**Actions to take:**
1: Sum up the Resident Evil 7 review in two sentences.
2: Pick up the Resident Evil 7 review where it stops and keep writing it.

**Document passage:**
___

For the most part this is a game that looks at horrible acts of violence happening far from the reach of special forces heroes and corporate science villains, and where it is frightening (and it often is), the sense of isolation is a vital component of the terror. You're stranded in a place inhabited by monstrous people, they want to kill you (or worse) and nothing else really matters. “GET OUT OF THE HOUSE”, as the prime objective says. Not “PUNCH THE WESKER” or “EXPLODE THE LAB”. Just GET OUT OF THE FUCKING HOUSE.
To my surprise, Resi 7 slots into the series neatly though, and without damaging the tone of this new entry. In part, that has nothing to do with the way that the connection plays out – and I won't spoil that at all – and has more to do with how traditional Resi 7 feels once you scratch beneath the surface. The things that you do, for the most part, wouldn't feel out of place in any of the core, numbered entries in the series The first-person perspective lends the horror a much greater immediacy than the camera angles of 1-3 and over-the-shoulder action cam of 4-6 could ever hope for, and the design of the Baker residence and the game's other areas makes the most of the new perspective. Like Alone in the Dark before it, Resident Evil often used its camera angles to make you feel as if your character was being watched. Where you were observed, you're now the observer, looking at every grim detail up close.

___

**Data entries:**
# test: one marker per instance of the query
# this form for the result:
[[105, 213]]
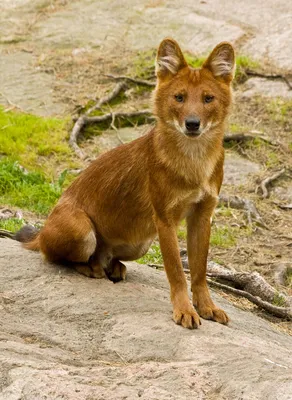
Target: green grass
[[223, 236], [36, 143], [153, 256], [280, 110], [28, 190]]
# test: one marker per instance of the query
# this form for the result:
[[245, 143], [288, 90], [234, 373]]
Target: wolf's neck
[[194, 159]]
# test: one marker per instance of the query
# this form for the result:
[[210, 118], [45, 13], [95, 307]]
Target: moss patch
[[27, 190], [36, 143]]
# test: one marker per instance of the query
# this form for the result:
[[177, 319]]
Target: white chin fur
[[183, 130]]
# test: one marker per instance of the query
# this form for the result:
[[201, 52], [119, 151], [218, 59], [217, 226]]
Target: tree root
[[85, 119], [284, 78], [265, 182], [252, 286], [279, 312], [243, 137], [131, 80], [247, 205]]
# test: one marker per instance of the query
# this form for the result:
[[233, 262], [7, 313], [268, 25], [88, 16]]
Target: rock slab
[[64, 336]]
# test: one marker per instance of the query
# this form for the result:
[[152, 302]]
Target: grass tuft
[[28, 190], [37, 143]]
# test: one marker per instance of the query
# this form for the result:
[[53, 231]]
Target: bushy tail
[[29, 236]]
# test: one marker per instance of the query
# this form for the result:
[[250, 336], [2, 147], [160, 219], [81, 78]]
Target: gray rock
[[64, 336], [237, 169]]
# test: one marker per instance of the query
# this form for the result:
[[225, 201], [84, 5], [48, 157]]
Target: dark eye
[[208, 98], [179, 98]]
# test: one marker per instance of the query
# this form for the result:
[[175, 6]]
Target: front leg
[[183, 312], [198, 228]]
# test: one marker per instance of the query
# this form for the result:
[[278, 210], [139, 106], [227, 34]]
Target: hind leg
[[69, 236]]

___

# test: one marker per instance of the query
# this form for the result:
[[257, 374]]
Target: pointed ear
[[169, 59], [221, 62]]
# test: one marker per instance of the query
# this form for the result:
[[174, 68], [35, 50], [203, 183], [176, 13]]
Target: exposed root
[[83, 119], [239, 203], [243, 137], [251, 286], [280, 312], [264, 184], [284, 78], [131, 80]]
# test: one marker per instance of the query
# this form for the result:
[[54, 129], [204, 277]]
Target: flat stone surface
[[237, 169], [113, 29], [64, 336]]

___

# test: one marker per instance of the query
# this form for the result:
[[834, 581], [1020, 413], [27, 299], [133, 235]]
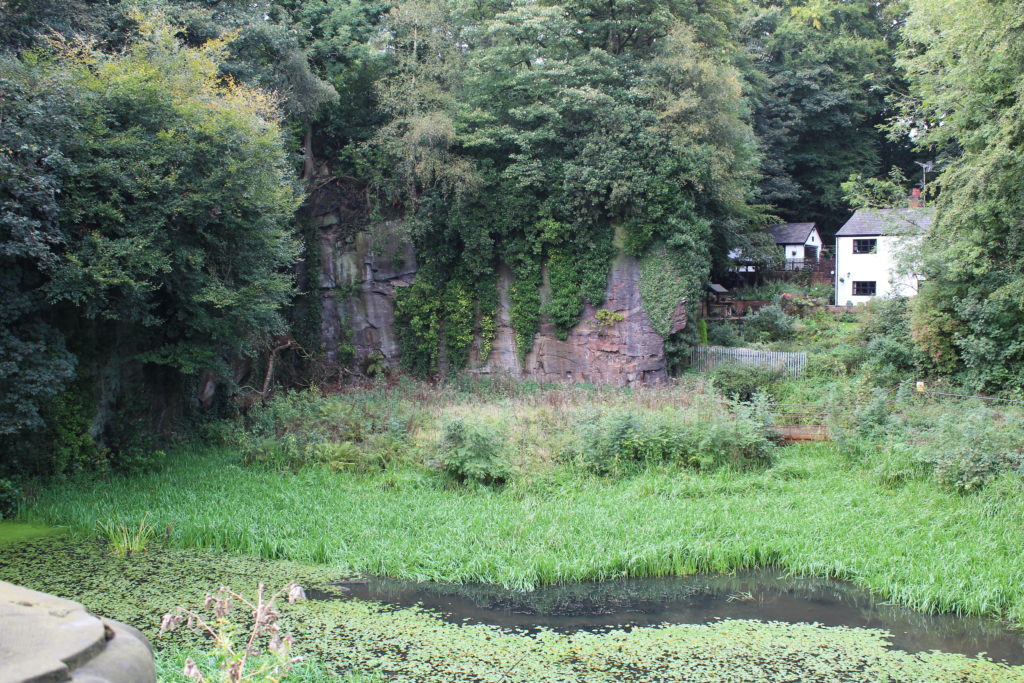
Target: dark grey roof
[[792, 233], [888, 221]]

___

**The results:**
1: Much of the game's fear comes from isolation: you are stranded among monstrous people who want to kill you, and your only goal is to get out of the house, not to punch Wesker or blow up a lab. It still fits the series neatly because what you do feels traditional, while the first-person view makes the horror more immediate and turns you from someone being watched into the one observing every grim detail up close.

2:
And it's no mistake that the Baker's home feels like a broken-down version of the Spencer Mansion. The latter was a front, hiding underground labs and dark secrets, but the Bakers have all their dirty laundry on display, and the skeletons have already left the closets; they're sitting down at the table waiting for dinner to be served. Ethan may or may not be that dinner.
We need to talk about Ethan. I nearly referred to him as Ethan Surname in the first paragraph because I genuinely couldn't remember his name, but I thought that might be confusing. He is Mr Surname though, a boring man who doesn't seem either frightened or curious enough about his situation. At one point he's trying to convince someone that he's an innocent, trapped, and he sounds like he's trying to explain that it wasn't him that blocked the toilet rather than that he's terrified for his life and trapped inside a horror house.
The game itself sometimes seems unsure of what it wants to be – whether it's Texas Chainsaw Massacre or one of the sequels that makes Leatherface into a bit of an oaf, and sniggers at his family – but it is so damn good at being all of the various things it attempts that it works tremendously in the end. Just as the original was never really a George Romero game, but rather its own weird little mashup of mad science and mutants, Resident Evil 7 is very much its own thing. Ethan is a bit of a blank at the centre of it though and thank god it's all in first-person so you can mostly ignore him.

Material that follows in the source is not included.